Exercise brief: Give all the rows below as a JSON list of strings, with one string for each line and blank lines left out.

** Begin Dataset extract **

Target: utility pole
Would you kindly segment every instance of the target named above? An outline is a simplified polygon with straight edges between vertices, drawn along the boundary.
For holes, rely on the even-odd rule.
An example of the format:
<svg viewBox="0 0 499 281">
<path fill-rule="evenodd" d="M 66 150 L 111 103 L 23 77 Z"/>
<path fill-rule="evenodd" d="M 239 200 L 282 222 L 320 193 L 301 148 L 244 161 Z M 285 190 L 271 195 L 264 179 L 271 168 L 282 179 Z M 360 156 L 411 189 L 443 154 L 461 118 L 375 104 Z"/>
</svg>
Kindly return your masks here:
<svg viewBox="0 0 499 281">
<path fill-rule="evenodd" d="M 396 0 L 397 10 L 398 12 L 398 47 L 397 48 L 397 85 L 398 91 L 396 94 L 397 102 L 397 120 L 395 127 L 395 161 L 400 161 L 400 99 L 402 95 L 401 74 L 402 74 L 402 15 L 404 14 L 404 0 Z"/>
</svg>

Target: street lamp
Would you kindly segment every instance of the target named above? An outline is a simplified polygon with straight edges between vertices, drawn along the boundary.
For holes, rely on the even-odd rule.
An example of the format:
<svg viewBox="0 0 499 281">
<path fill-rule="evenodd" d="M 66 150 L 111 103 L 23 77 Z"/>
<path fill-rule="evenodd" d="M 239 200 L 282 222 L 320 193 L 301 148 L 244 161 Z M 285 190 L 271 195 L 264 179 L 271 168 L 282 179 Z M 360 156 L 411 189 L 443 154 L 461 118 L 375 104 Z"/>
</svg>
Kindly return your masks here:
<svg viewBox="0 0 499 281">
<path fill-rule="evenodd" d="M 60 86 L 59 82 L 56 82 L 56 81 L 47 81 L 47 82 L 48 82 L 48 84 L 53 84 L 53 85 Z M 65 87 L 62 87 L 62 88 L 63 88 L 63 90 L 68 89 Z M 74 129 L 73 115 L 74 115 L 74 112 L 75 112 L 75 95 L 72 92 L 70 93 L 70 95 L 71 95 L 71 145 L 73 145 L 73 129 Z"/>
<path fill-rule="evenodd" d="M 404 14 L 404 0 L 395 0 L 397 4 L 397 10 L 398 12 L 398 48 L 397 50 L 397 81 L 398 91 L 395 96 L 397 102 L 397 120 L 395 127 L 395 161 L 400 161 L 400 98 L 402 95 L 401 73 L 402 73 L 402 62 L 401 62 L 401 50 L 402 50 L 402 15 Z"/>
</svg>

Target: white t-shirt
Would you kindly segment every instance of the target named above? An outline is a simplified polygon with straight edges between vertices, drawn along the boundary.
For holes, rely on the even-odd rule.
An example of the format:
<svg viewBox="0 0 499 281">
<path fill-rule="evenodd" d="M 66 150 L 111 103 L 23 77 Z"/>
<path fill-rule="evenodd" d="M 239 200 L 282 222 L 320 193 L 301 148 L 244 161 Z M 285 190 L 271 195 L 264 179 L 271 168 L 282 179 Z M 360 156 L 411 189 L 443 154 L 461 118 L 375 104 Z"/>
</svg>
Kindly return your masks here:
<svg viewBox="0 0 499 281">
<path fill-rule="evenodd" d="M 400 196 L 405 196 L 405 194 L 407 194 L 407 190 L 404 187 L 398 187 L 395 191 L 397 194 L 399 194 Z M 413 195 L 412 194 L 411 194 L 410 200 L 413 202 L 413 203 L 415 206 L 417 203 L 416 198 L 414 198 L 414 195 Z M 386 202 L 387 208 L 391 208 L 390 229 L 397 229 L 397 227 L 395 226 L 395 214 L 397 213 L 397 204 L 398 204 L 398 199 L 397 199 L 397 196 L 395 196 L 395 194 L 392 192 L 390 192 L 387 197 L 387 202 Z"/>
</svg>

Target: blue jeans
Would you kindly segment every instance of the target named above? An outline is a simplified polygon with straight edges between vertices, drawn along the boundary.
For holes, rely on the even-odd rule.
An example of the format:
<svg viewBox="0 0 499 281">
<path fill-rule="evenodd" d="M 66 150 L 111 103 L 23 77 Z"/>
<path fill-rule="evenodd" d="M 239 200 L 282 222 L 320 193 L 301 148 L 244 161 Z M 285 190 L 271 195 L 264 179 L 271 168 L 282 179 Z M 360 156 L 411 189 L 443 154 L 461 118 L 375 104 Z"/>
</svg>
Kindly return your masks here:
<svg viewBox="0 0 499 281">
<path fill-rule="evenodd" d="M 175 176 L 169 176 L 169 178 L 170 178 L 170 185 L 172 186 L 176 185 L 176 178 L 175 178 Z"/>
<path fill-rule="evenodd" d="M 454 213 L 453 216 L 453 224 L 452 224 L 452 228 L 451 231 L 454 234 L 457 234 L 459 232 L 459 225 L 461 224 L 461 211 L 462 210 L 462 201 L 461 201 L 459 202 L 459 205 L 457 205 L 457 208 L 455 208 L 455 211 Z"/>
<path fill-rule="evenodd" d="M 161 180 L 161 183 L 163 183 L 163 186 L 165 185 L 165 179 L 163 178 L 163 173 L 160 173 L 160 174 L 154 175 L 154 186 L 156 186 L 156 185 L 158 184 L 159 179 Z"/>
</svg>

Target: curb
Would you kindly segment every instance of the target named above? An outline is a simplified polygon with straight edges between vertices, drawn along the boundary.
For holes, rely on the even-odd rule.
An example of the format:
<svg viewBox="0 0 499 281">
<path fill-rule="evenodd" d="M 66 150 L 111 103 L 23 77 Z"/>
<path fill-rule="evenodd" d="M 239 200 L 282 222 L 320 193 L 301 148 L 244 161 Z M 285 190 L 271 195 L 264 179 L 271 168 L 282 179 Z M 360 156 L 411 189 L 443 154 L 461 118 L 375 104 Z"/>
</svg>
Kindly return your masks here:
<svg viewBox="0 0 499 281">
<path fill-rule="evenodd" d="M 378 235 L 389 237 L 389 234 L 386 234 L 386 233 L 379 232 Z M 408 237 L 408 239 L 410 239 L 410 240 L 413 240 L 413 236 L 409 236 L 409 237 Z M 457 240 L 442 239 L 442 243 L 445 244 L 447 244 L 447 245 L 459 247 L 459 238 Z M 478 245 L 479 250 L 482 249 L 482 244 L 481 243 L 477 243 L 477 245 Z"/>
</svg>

** End Dataset extract **

Complete response:
[
  "Target: utility pole",
  "Would you kindly segment every instance of the target named above? An outline is a simplified polygon with straight edges between vertices, drawn along the boundary.",
  "For holes, rely on the even-odd rule.",
  "An example of the format:",
  "<svg viewBox=\"0 0 499 281\">",
  "<path fill-rule=\"evenodd\" d=\"M 66 150 L 111 103 L 23 77 Z\"/>",
  "<path fill-rule=\"evenodd\" d=\"M 239 200 L 282 222 L 320 193 L 301 148 L 244 161 Z M 285 190 L 271 195 L 264 179 L 271 168 L 282 179 Z M 360 156 L 411 189 L 443 154 L 461 118 L 375 104 Z\"/>",
  "</svg>",
  "Kindly return your masks here:",
  "<svg viewBox=\"0 0 499 281\">",
  "<path fill-rule=\"evenodd\" d=\"M 396 0 L 397 10 L 398 12 L 398 47 L 397 48 L 397 85 L 398 91 L 396 94 L 397 102 L 397 120 L 395 127 L 395 161 L 400 161 L 400 99 L 402 95 L 401 74 L 402 74 L 402 15 L 404 14 L 404 0 Z\"/>",
  "</svg>",
  "Target: street lamp",
  "Would you kindly segment every instance of the target named above? An outline is a simplified polygon with straight edges between vertices, drawn along the boundary.",
  "For holes, rely on the even-odd rule.",
  "An example of the format:",
  "<svg viewBox=\"0 0 499 281\">",
  "<path fill-rule=\"evenodd\" d=\"M 66 150 L 111 103 L 23 77 Z\"/>",
  "<path fill-rule=\"evenodd\" d=\"M 239 200 L 282 222 L 320 193 L 301 148 L 244 161 Z M 285 190 L 271 195 L 264 179 L 271 168 L 282 179 Z M 360 156 L 411 189 L 443 154 L 461 118 L 375 104 Z\"/>",
  "</svg>",
  "Kindly return your masks here:",
  "<svg viewBox=\"0 0 499 281\">",
  "<path fill-rule=\"evenodd\" d=\"M 60 86 L 59 82 L 56 82 L 56 81 L 47 81 L 47 82 L 48 82 L 48 84 L 53 84 L 53 85 Z M 65 87 L 62 87 L 62 88 L 63 88 L 63 90 L 68 89 Z M 74 129 L 73 115 L 74 115 L 74 112 L 75 112 L 75 95 L 72 92 L 70 93 L 70 95 L 71 95 L 71 145 L 73 145 L 73 129 Z\"/>",
  "<path fill-rule=\"evenodd\" d=\"M 404 14 L 404 0 L 395 0 L 397 4 L 397 10 L 398 12 L 398 48 L 397 50 L 397 81 L 398 91 L 395 96 L 397 102 L 397 120 L 395 127 L 395 161 L 400 161 L 400 98 L 402 95 L 401 73 L 402 73 L 402 62 L 401 62 L 401 50 L 402 50 L 402 15 Z\"/>",
  "</svg>",
  "Target: white t-shirt",
  "Would you kindly segment every instance of the target named above? An outline is a simplified polygon with straight edges between vertices, drawn along the boundary.",
  "For holes, rely on the even-odd rule.",
  "An example of the format:",
  "<svg viewBox=\"0 0 499 281\">",
  "<path fill-rule=\"evenodd\" d=\"M 66 150 L 111 103 L 23 77 Z\"/>",
  "<path fill-rule=\"evenodd\" d=\"M 239 200 L 282 222 L 320 193 L 301 148 L 244 161 Z M 285 190 L 271 195 L 264 179 L 271 168 L 282 179 Z M 360 156 L 411 189 L 443 154 L 461 118 L 375 104 Z\"/>",
  "</svg>",
  "Kindly return your masks here:",
  "<svg viewBox=\"0 0 499 281\">",
  "<path fill-rule=\"evenodd\" d=\"M 400 196 L 405 196 L 405 194 L 407 194 L 407 190 L 404 187 L 398 187 L 395 191 L 397 194 L 399 194 Z M 413 195 L 412 194 L 411 194 L 410 200 L 413 202 L 413 203 L 415 206 L 417 203 L 416 198 L 414 198 L 414 195 Z M 386 202 L 387 208 L 391 208 L 390 229 L 397 229 L 397 227 L 395 226 L 395 214 L 397 213 L 397 204 L 398 204 L 398 199 L 397 199 L 397 196 L 395 196 L 395 194 L 392 192 L 390 192 L 387 197 L 387 202 Z\"/>",
  "</svg>",
  "Target: blue jeans",
  "Would you kindly segment every instance of the target named above? An outline is a simplified polygon with straight edges between vertices, drawn along the boundary.",
  "For holes, rely on the even-odd rule.",
  "An example of the format:",
  "<svg viewBox=\"0 0 499 281\">",
  "<path fill-rule=\"evenodd\" d=\"M 66 150 L 111 103 L 23 77 Z\"/>",
  "<path fill-rule=\"evenodd\" d=\"M 239 200 L 282 222 L 320 193 L 301 148 L 244 161 Z M 285 190 L 271 195 L 264 179 L 271 168 L 282 179 Z M 360 156 L 411 189 L 443 154 L 461 118 L 375 104 Z\"/>",
  "</svg>",
  "Kindly return your masks here:",
  "<svg viewBox=\"0 0 499 281\">",
  "<path fill-rule=\"evenodd\" d=\"M 175 176 L 169 176 L 169 178 L 170 178 L 170 185 L 172 186 L 176 185 L 176 178 L 175 178 Z\"/>",
  "<path fill-rule=\"evenodd\" d=\"M 454 213 L 453 216 L 453 224 L 452 224 L 452 228 L 451 231 L 454 234 L 457 234 L 459 232 L 459 225 L 461 224 L 461 211 L 462 210 L 462 201 L 461 201 L 459 202 L 459 205 L 457 205 L 457 208 L 455 208 L 455 211 Z\"/>",
  "<path fill-rule=\"evenodd\" d=\"M 161 180 L 161 183 L 163 183 L 163 186 L 165 185 L 165 179 L 163 178 L 163 173 L 160 173 L 160 174 L 154 175 L 154 186 L 156 186 L 156 185 L 158 184 L 159 179 Z\"/>",
  "</svg>",
  "Target: curb",
  "Would you kindly segment every instance of the target named above? An outline is a simplified polygon with straight edges between vertices, drawn along the boundary.",
  "For holes, rely on the even-odd rule.",
  "An example of the format:",
  "<svg viewBox=\"0 0 499 281\">",
  "<path fill-rule=\"evenodd\" d=\"M 66 150 L 111 103 L 23 77 Z\"/>",
  "<path fill-rule=\"evenodd\" d=\"M 239 200 L 282 222 L 320 193 L 301 148 L 244 161 Z M 285 190 L 271 195 L 264 179 L 271 168 L 282 179 Z M 360 156 L 411 189 L 443 154 L 461 118 L 375 104 Z\"/>",
  "</svg>",
  "Kindly return your masks here:",
  "<svg viewBox=\"0 0 499 281\">",
  "<path fill-rule=\"evenodd\" d=\"M 378 235 L 389 237 L 389 234 L 386 234 L 386 233 L 379 232 Z M 408 237 L 408 239 L 410 239 L 410 240 L 413 240 L 413 236 L 409 236 L 409 237 Z M 457 240 L 442 239 L 442 243 L 445 244 L 447 244 L 447 245 L 459 247 L 459 238 Z M 478 245 L 479 250 L 482 249 L 482 244 L 481 243 L 477 243 L 477 245 Z\"/>",
  "</svg>"
]